#### Document extract:
DEVICE FOR PRODUCING WATER DROPLETS FOR AIR HUMIDIFICATION AND A HUMIDIFICATION SYSTEM WITH SUCH DEVICES

Abstract

A humidification device (1) is shown wherein water is nebulized by a vibrating mesh with very small holes. The mesh is part of a reservoir which is fed by a valve arrangement which allows to direct water from a conduit over several water lines within the device either back to the conduit or into the reservoir. The device and a system with such devices allow to humidify and/or cool compartments such as rooms with a very fine mist of water which is hardly visually detectable. The system and device is adapted to be part of a permanent installation with low maintenance.

Claims

1. A device for producing water droplets comprising a through duct having an inflow connector and an outflow connector for connection to a water conduit, a valve arrangement with water lines connecting to said duct and to a reservoir of the device, said valve arrangement being provided for filling the reservoir up to a predetermined fill-level, the reservoir being closed on one side by a perforated mesh of a droplet generator of the device, the mesh being arranged to be covered on one side of the mesh by water being present in said reservoir and the mesh forming the water droplet outlet of the device releasing droplets from the other side of the mesh when the mesh of the droplet generator is vibrated, and the device further comprising a control unit for controlling the valve arrangement and the droplet generator.

2. The device according to claim 1 wherein said reservoir is provided with a pressure equalization opening at a point away from the mesh and above the fill-level of the reservoir.

3. The device of claim 1, wherein the duct comprises a throttle and the valve arrangement is provided with a first line connecting with the duct at an upstream point of the duct ahead of the throttle and a second line connecting with the duct at a downstream point of the duct after the throttle, and with a third line leading to the reservoir, the valve arrangement being controllable by the control unit to connect in one position of the valve arrangement the first water line and the second water line with each other by the valve arrangement while the third water line is disconnected from the first and second water lines in this valve position and to connect in a second position of the valve arrangement the third water line and thus the reservoir with the duct, in particular by connecting the first water line with the third water line by the valve arrangement.

4. The device according to one of claim 1 comprising a level detector arranged to detect the predetermined fill-level of water within the reservoir.

5. The device according to claim 4 wherein the level detector comprises a first fill-level electrode and a second fill-level electrode to provide for a measurement of electrical conductivity of water in said reservoir.

6. The device according to claim 5 wherein the level detector comprises a third electrode which is provided and arranged for detecting a further fill-level.

#### Tasks to complete:
1 - Does the patent text agree with each of these statements: (a) the mist produced is hardly visually detectable; (b) the pressure equalization opening of the reservoir is placed next to the mesh; (c) the level detector's two fill-level electrodes measure the temperature of the water? Answer yes or no for each, quoting the deciding words.
2 - According to the patent text, what nebulizes the water?
3 - In the patent text, take everything from "3. The device" down to "the valve arrangement." and write it out again, substituting "restrictor" for "throttle".
Rely only on the patent text for everything that follows.

#### Supplied data:
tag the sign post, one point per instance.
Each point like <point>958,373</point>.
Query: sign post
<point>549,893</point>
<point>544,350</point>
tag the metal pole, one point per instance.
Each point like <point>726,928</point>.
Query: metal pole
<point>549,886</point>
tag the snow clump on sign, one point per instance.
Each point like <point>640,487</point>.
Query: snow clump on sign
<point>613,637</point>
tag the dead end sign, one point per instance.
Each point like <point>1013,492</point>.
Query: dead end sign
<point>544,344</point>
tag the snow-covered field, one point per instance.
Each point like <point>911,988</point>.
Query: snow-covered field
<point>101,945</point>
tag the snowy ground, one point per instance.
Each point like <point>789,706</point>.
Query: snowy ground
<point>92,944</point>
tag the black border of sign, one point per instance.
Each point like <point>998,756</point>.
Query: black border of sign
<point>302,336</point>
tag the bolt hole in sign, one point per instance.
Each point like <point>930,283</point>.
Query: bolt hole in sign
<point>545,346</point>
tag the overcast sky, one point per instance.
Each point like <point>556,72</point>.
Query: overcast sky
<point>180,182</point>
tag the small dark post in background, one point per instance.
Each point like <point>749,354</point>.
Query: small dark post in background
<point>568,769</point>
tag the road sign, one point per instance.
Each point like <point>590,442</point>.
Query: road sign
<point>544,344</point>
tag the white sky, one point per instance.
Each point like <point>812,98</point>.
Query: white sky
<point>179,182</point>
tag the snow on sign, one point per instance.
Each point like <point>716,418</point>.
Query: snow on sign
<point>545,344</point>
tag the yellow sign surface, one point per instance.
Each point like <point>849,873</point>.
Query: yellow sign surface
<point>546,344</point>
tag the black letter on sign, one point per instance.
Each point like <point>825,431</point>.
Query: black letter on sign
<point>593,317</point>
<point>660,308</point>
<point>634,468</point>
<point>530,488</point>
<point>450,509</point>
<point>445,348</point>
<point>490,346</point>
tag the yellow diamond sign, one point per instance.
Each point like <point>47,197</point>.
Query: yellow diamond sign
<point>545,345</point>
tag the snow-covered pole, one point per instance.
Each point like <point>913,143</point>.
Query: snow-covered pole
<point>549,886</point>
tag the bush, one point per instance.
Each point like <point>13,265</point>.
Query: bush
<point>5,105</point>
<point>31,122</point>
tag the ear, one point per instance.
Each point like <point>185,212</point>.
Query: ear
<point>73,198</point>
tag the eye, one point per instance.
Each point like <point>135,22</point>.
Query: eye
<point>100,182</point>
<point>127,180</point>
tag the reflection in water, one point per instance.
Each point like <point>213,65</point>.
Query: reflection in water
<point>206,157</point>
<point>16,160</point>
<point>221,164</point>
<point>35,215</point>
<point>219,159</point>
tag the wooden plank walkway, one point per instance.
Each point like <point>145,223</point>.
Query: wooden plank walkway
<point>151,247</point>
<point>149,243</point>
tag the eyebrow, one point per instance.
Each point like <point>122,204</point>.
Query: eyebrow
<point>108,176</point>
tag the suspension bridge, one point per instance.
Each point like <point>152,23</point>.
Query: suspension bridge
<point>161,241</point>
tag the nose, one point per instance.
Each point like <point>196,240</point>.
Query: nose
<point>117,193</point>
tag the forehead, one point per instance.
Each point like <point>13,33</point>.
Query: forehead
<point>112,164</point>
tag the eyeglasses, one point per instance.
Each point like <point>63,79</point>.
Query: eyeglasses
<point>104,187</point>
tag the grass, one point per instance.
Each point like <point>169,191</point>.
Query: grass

#### Solutions to each task:
1 -
(a) Yes: "a very fine mist of water which is hardly visually detectable"
(b) No: "at a point away from the mesh and above the fill-level of the reservoir"
(c) No: "to provide for a measurement of electrical conductivity of water in said reservoir"

2 - A vibrating mesh with very small holes.

3 -
3. The device of claim 1, wherein the duct comprises a restrictor and the valve arrangement is provided with a first line connecting with the duct at an upstream point of the duct ahead of the restrictor and a second line connecting with the duct at a downstream point of the duct after the restrictor, and with a third line leading to the reservoir, the valve arrangement being controllable by the control unit to connect in one position of the valve arrangement the first water line and the second water line with each other by the valve arrangement while the third water line is disconnected from the first and second water lines in this valve position and to connect in a second position of the valve arrangement the third water line and thus the reservoir with the duct, in particular by connecting the first water line with the third water line by the valve arrangement.